Texte à analyser:
——————
Une destruction de l’environnement qui fragilise la vie

80 à 90 % des ressources halieutiques ont disparu, 80 % des insectes, 58 % des espèces de vertébrés en 2012 et probablement 67 % en 2020 selon WWF. La déforestation a provoqué une perte de 1/3 des terres arables ces trente dernières années. En Europe, les sols ont perdu en moyenne la moitié de leur matière organique en un demi-siècle avec une fragilisation de la vie biologique (effets du labour profond, érosion, acidification, salinisation et pesticides). A l’échelle planétaire, à la perte de terres agricoles s’ajoute une déperdition liée au rachat massif de ces terres par des pays en quête de réserves foncières (5 % des terres en 12 ans). Les pollutions de l’air ont quant à elles un coût global estimé à 1400 milliards d’euros en Europe (OCDE, OMS 2015).

Un réchauffement climatique ininterrompu

Alors que la température mondiale a progressé de 1° entre 1910 et 2010 (GIEC), la température moyenne devrait augmenter de 3 à 4°C en 2100 selon le scénario moyen du GIEC, couramment admis dans des groupes de scientifiques. Tous les écosystèmes en seront bouleversés avec un impact important en agriculture (INRA, 2015). Le système alimentaire mondial impacte le climat par les Gaz à Effet de Serre (GES) à hauteur de 50 % (Grain, 2011), la production agricole se situant à environ 15 %.

Un développement des maladies chroniques dégénératives à l’échelle planétaire

La malnutrition touche toujours 1 milliard d’humains alors que les excès alimentaires touchent au moins 2 milliards d’humains. Nous sommes dans l’ère des maladies chroniques dégénératives selon le modèle nutritionnel de Barry Popkin. Ce modèle relie la progression continue du surpoids, de l’obésité, du diabète 2, de la stéatose hépatique non alcoolique (1 milliard de personnes) et d’autres pathologies liées notamment aux perturbateurs endocriniens avec le développement urbain et la société de consommation (Popkin, 1993).
——————
Les données:
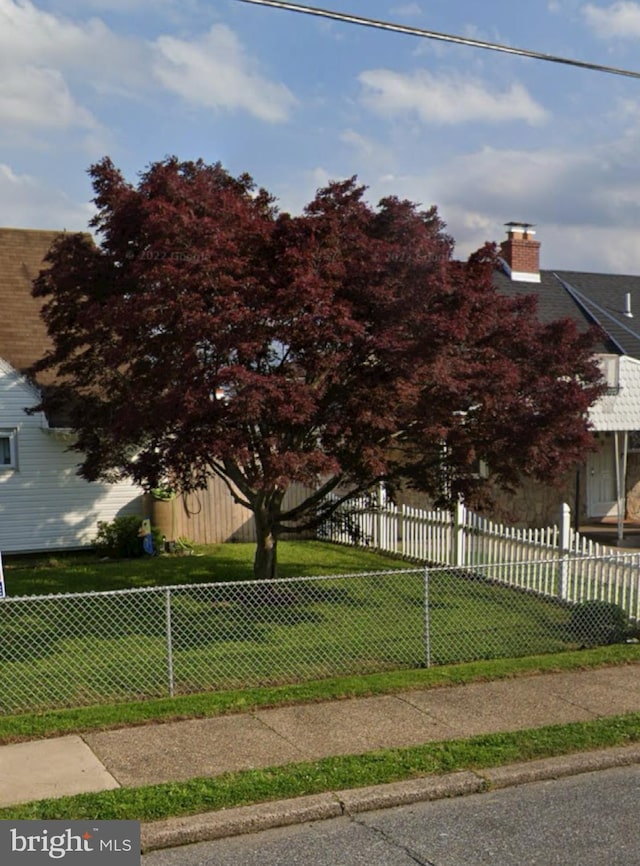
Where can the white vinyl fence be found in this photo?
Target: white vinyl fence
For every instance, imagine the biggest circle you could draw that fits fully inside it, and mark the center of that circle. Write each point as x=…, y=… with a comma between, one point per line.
x=555, y=561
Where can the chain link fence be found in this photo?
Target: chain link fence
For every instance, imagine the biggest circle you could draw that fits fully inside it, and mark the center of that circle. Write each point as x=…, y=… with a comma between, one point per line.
x=91, y=648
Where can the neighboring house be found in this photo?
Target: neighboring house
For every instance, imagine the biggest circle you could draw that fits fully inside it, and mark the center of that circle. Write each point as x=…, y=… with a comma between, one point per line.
x=608, y=484
x=44, y=504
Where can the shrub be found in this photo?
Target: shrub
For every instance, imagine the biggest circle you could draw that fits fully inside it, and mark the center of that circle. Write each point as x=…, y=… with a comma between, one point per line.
x=598, y=623
x=121, y=538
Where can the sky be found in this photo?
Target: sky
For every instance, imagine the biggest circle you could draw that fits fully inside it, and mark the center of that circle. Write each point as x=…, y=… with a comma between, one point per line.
x=297, y=101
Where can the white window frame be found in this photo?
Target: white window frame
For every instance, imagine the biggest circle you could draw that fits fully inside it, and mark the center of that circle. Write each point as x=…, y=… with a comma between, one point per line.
x=10, y=435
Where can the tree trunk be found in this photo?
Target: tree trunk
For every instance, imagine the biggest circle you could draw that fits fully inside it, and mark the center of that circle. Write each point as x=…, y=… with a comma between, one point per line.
x=265, y=564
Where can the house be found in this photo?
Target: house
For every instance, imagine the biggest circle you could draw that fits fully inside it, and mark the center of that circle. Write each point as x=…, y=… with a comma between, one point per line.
x=607, y=486
x=44, y=504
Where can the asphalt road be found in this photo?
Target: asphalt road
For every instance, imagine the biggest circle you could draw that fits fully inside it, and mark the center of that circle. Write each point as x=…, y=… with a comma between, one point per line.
x=587, y=820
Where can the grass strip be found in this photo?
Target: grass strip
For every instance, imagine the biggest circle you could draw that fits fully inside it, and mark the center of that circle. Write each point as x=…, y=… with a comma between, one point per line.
x=155, y=802
x=18, y=728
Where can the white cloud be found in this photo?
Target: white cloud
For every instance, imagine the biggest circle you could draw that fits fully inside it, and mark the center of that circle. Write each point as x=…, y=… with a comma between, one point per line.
x=29, y=202
x=44, y=59
x=621, y=18
x=214, y=71
x=28, y=34
x=447, y=99
x=35, y=97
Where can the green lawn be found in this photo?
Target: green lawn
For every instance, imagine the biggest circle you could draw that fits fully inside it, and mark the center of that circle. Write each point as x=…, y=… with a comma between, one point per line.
x=82, y=651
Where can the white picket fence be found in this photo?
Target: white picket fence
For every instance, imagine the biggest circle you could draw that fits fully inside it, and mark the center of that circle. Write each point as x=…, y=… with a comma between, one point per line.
x=554, y=561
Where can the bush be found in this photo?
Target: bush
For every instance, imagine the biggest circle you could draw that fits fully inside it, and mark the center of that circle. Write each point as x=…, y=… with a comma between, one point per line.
x=599, y=623
x=121, y=538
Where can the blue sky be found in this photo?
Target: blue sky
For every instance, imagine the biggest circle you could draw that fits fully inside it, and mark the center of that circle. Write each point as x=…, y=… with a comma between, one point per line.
x=297, y=101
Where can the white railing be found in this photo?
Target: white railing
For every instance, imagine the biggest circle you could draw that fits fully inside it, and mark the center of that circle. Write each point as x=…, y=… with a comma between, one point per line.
x=554, y=561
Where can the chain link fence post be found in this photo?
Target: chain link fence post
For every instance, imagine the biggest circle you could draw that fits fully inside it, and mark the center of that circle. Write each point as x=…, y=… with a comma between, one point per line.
x=427, y=620
x=169, y=641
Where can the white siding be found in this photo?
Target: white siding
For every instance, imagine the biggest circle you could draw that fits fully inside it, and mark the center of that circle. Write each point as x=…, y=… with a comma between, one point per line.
x=620, y=410
x=43, y=503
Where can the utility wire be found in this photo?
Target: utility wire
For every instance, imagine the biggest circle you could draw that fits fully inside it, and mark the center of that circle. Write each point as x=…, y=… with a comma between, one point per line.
x=442, y=37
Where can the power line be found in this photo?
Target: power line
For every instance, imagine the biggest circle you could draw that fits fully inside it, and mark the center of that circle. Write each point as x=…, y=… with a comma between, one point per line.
x=442, y=37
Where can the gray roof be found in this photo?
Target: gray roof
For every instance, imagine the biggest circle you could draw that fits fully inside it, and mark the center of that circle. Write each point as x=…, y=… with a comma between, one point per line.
x=588, y=299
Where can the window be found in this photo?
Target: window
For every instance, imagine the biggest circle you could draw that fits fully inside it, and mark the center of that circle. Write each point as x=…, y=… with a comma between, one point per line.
x=8, y=456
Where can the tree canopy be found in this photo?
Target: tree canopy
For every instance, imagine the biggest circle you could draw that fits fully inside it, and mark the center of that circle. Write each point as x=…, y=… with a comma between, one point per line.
x=206, y=333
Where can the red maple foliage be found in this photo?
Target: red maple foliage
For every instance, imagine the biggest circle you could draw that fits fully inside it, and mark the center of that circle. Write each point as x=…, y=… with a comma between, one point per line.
x=209, y=334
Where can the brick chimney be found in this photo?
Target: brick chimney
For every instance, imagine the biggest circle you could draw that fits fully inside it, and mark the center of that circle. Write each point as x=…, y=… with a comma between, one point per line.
x=520, y=253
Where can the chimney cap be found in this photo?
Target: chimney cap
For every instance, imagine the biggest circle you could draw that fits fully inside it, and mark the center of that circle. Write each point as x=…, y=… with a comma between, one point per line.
x=516, y=224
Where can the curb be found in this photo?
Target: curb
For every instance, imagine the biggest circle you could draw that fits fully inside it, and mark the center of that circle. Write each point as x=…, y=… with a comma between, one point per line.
x=209, y=826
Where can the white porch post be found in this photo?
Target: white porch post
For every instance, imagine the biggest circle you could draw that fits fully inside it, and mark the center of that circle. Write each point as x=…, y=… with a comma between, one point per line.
x=621, y=476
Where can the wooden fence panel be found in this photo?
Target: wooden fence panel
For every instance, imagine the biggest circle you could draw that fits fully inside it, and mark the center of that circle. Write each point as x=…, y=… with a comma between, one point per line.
x=210, y=516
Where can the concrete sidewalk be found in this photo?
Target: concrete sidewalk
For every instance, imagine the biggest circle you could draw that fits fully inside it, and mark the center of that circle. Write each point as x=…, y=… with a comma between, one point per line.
x=177, y=751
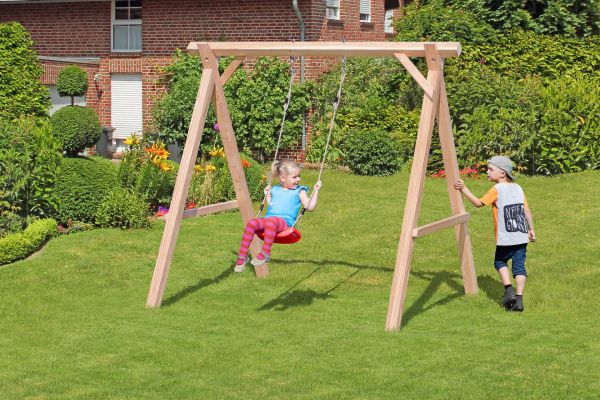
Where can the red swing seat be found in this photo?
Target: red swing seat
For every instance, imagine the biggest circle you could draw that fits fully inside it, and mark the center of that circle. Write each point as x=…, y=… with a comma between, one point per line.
x=286, y=236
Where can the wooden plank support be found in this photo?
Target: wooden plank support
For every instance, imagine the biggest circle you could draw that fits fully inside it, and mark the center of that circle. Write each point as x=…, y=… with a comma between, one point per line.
x=441, y=224
x=232, y=154
x=180, y=192
x=416, y=74
x=414, y=194
x=332, y=49
x=231, y=68
x=207, y=210
x=463, y=239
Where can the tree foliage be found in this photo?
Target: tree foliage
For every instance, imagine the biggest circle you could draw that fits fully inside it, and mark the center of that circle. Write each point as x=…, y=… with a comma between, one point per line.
x=21, y=92
x=72, y=81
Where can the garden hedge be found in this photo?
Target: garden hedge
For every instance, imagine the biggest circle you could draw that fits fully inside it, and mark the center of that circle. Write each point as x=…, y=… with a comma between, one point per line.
x=17, y=246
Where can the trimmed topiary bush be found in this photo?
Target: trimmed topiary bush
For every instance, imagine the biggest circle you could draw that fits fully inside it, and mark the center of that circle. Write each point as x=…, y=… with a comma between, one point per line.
——————
Liste des activités:
1. Répondez à ces questions d'après le texte sur la crise environnementale et sanitaire :
(a) Selon WWF, quelle part des espèces de vertébrés avait disparu en 2012 ?
(b) De combien la température mondiale a-t-elle progressé entre 1910 et 2010 d'après le GIEC ?
(c) Combien d'humains la malnutrition touche-t-elle toujours ?
2. Reprenez le texte sur la crise environnementale et sanitaire à la suite de sa dernière phrase.

Réponses par activité:
1.
(a) 58 %
(b) 1°
(c) 1 milliard

2.
Une raréfaction des ressources naturelles

La majorité des minerais, le phosphate et le pétrole (donc l’azote minéral produit) seront pour la plupart épuisés entre 2030 et 2100 (Meadows, 2012 et Hopkins, 2010).

Une accumulation croissante de déchets et de pollutions

Les océans se remplissent de plastiques et de détritus de toute nature et des polluants chimiques sont présents dans l’air, l’eau et le sol parfois pour des générations et des siècles comme la chlordécone aux Antilles, les métaux lourds dans les sols ou les désherbants dans les nappes phréatiques). Le développement se fait donc au prix de pollutions incessantes à tous les niveaux avec des effets de long terme.

Malgré tous ces effets combinés, le besoin de transition se heurte à des freins et des obstacles.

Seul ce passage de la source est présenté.